[start SUPPLIED DATA]
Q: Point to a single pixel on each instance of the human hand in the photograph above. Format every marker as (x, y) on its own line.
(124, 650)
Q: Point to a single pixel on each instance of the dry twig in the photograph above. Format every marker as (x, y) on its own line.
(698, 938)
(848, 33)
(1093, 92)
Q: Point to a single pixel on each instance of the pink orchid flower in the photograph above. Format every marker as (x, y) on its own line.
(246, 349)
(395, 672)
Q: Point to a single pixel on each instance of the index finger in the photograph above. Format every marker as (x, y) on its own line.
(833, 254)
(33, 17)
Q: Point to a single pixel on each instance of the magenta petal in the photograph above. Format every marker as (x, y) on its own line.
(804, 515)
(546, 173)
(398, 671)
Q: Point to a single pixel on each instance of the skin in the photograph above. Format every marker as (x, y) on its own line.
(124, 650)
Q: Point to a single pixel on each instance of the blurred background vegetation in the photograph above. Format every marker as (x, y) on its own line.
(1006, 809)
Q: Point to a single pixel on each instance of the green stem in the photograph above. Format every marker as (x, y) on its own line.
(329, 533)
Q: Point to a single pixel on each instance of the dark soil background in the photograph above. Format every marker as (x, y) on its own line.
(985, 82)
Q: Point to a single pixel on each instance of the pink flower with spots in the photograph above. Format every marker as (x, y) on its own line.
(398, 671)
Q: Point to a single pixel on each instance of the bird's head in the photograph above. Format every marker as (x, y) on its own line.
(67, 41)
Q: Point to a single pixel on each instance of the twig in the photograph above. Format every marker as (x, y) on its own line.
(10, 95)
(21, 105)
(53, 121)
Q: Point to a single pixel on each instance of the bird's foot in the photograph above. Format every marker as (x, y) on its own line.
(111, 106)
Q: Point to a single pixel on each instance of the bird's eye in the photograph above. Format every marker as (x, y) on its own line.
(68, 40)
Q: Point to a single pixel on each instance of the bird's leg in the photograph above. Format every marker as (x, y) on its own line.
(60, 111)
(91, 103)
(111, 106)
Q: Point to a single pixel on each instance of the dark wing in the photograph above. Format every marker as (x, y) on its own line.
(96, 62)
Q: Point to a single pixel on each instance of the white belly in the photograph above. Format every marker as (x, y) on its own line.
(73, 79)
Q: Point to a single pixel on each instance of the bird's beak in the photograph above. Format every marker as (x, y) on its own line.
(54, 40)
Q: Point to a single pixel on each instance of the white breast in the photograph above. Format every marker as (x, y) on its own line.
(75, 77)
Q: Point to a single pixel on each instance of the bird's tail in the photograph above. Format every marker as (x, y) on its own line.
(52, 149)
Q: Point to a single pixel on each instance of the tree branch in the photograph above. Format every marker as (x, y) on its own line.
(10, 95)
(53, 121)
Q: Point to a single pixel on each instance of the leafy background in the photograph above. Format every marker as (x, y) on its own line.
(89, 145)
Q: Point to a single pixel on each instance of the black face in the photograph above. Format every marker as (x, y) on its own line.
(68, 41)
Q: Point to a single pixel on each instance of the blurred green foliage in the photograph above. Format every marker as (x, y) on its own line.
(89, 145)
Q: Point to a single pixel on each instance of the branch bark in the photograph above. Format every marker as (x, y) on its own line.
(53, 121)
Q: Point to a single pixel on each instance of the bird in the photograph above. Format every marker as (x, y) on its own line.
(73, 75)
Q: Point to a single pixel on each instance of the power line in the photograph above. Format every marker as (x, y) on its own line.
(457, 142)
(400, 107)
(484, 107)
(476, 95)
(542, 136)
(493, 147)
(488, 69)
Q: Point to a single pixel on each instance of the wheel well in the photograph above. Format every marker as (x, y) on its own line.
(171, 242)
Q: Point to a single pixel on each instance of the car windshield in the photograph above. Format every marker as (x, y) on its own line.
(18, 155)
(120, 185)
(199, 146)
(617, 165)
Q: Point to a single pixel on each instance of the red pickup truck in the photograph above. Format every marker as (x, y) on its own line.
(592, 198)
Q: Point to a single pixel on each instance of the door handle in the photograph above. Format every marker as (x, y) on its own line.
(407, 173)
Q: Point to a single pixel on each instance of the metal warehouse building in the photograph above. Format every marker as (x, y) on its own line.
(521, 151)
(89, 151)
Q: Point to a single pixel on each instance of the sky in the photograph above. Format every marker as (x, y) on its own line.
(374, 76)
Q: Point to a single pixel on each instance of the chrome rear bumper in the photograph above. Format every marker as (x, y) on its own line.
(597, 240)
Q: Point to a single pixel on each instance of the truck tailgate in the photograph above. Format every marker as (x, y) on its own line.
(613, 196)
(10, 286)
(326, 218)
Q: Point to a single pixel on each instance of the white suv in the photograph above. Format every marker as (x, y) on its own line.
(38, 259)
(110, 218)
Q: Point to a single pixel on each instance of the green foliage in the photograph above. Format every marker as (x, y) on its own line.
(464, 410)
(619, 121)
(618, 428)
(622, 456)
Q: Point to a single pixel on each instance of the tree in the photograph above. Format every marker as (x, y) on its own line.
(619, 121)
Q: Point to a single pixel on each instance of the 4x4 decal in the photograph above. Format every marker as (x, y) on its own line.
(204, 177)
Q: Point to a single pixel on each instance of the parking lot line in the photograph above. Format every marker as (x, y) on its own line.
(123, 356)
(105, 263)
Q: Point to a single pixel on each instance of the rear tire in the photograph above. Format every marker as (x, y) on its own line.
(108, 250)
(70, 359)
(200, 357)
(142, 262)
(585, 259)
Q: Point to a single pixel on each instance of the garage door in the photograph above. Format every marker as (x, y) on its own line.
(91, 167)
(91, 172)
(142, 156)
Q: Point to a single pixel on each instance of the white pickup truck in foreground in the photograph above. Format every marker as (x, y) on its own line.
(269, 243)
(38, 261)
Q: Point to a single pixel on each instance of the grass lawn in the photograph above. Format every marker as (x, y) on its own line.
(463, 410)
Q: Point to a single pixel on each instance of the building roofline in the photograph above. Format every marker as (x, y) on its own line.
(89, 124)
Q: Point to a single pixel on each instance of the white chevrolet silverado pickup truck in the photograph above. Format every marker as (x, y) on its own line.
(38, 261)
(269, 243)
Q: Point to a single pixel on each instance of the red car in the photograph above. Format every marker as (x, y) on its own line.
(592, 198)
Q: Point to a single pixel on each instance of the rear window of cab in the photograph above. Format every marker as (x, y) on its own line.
[end SUPPLIED DATA]
§ **TASK REQUIREMENTS**
Write out every line of the material again, exactly as it reads.

§ **FULL ANSWER**
Q: Point to a single pixel on each instance of the human hand in the photograph above. Format every marker as (x, y) on its own line.
(124, 650)
Q: Point to a single pixel on each instance of the dry twig in the photograph above. Format every marker as (x, y) on its own line.
(698, 938)
(848, 33)
(1093, 92)
Q: Point to a single pixel on each instance of the pink orchid flower in the photograph above. Format every marker as (x, y) on its own line.
(246, 349)
(395, 672)
Q: Point to a single pixel on each instance of the index finger in the photograph above. Format every marker as (x, y) on its own line.
(833, 254)
(33, 17)
Q: Point to a single pixel on each instance of the magenta petal in the photograph above. Format every marker as (x, y) on its own line.
(804, 515)
(546, 173)
(398, 671)
Q: Point to a single pixel on each instance of the skin in the photograph above. Format every marker as (x, y) on its own line.
(124, 650)
Q: Point to a single pixel on each instance of the blurred background vegetation in the photograph above. Format every marker as (x, y) on its own line.
(1006, 809)
Q: Point to a single pixel on each instance of the green stem in the photograph above. Format every marker as (x, y) on its own line.
(329, 533)
Q: Point to a single pixel on each instance of the dark soil background in the photograph above. Format every marker as (x, y) on its own line.
(985, 82)
Q: Point to a single pixel on each instance of the pink flower with spots in the photograph above. Format every marker as (x, y) on its own line.
(398, 671)
Q: Point to a single pixel on each instance of the bird's head in the photograph above. Format every marker as (x, y) on its own line.
(67, 41)
Q: Point to a single pixel on each instance of the twig in the photograph above. Format every marker as (x, y) on its own line.
(10, 95)
(21, 105)
(53, 121)
Q: Point to a single pixel on each instance of the bird's foot in the photograph above. Format every marker as (x, y) on its own line.
(111, 106)
Q: Point to a single pixel on each instance of the bird's eye in the photograph above. Format every marker as (x, y) on its own line.
(68, 40)
Q: Point to a single pixel on each instance of the bird's leg in the photograph above. Format every marker as (x, y) on its own line.
(60, 111)
(91, 103)
(111, 106)
Q: Point to a single pixel on each instance of the dark wing in the photograph above. Format every marker as (x, y) on its own line.
(96, 62)
Q: Point to a single pixel on each instance of the white belly in the photograph above. Format every marker as (x, y) on its own line.
(73, 79)
Q: Point to a single pixel on each instance of the bird's beak in the photograph above. Format every marker as (x, y) on its own line.
(54, 40)
Q: Point to a single pixel on each instance of the white breast in the photograph above. Format every marker as (x, y) on its own line.
(75, 77)
Q: Point to a single pixel on each instance of the bird's tail in the photograph above. Format every marker as (x, y) on its own line.
(52, 149)
Q: Point to a single pixel on each instance of the tree branch in the photograph above. Format every marker as (x, y) on its own line.
(10, 95)
(53, 121)
Q: Point to a single pixel on each instance of the leafy background in the photograph above. Format every marker as (x, y) on its own line.
(89, 145)
Q: Point to a single pixel on each instance of the black face in the photograph above. Format every marker as (x, y) on its own line.
(68, 41)
Q: Point to a single pixel on each instance of the blurred green foliage in the photograph above. Format every marker as (x, y) on its own line.
(89, 145)
Q: Point to a single pixel on each instance of the branch bark in the photograph above. Format every marker as (x, y) on its own line.
(53, 121)
Q: Point to a single pixel on each instance of the bird in the photograph above. Format every marker as (x, y) on its own line.
(73, 75)
Q: Point to a single pixel on each instance of the power line in the photograph above. Format every marker as (x, y) on its own line.
(457, 142)
(400, 107)
(484, 107)
(476, 95)
(542, 136)
(493, 147)
(488, 69)
Q: Point to a single pixel on each instance of the wheel well in the photograph above. Format every marker as (x, y) on its own line.
(171, 242)
Q: Point to a single pixel on each instance of the car windshield in the photograph above. Format every marker as (x, y) on its own line.
(18, 155)
(120, 185)
(199, 146)
(617, 165)
Q: Point to a single pixel on each instance of the red pickup truck in the photograph above. Format every marker as (x, y) on its own line.
(592, 198)
Q: Point to a single pixel on each instance of the door handle in the photograph above. Format every marker as (x, y) on its own line.
(407, 173)
Q: Point to a single pixel on each instance of the metal warehouse building in the photograph above. Format every marker as (x, y) on its own line.
(521, 151)
(89, 151)
Q: Point to a single pixel on each instance of the sky in the photograph above. Format every marker as (x, y) on its own line.
(374, 76)
Q: Point to a single pixel on each instance of the chrome rear bumper in the photograph above. Format every marker as (x, y) on its own line.
(597, 240)
Q: Point to a single pixel on each instance of the truck tailgate in the photograph above. Format every marker as (x, y) on its own line.
(613, 196)
(10, 286)
(326, 218)
Q: Point to a single pixel on each instance of the white suv in the photograph above. Format every marker as (x, y) on its own line.
(38, 259)
(110, 218)
Q: Point to a single pixel on each instance of the green foliage in the photograph above. Format every marker as (x, y) on its own line.
(464, 410)
(619, 121)
(618, 428)
(622, 456)
Q: Point to a single pixel on each instance of the tree in the photograph above. Format every marker as (x, y) on its own line.
(619, 121)
Q: Point to a single pixel on each instance of the 4x4 decal in the photograph above. Format every marker as (x, y) on its own line.
(204, 177)
Q: Point to a single pixel on each instance of the parking lot line in the photograph above. Format every marker as (x, y) on its own line.
(123, 356)
(105, 263)
Q: Point to a single pixel on each instance of the rear tire in the photograph above. Format every marker as (x, y) on its own line.
(108, 250)
(70, 359)
(200, 357)
(142, 262)
(585, 259)
Q: Point to a single pixel on each instance of the garage door in the photograph above. Format every marker as (x, y) on its own line.
(91, 167)
(91, 172)
(142, 156)
Q: Point to a single pixel on each instance of the white pickup truck in foreground in the photograph above. Format every marker as (x, y) on its own line.
(269, 243)
(38, 261)
Q: Point to a single pixel on each instance of the grass lawn in the photograph above. Format every marker as (x, y) on its own line.
(463, 410)
Q: Point to a single pixel on each instance of the building roofline in the photograph above. Format every marker as (x, y) on its own line.
(89, 124)
Q: Point to a single pixel on each instance of the white chevrolet silverado pickup truck in the photograph above. Format every marker as (x, y) on its own line.
(38, 261)
(269, 243)
Q: Point to a single pixel on each instance of the red car in the photograph above. Format every marker as (x, y) on its own line.
(592, 198)
Q: Point to a single pixel on each instance of the rear window of cab in the photograph above. Format every marker as (x, y) on its own line.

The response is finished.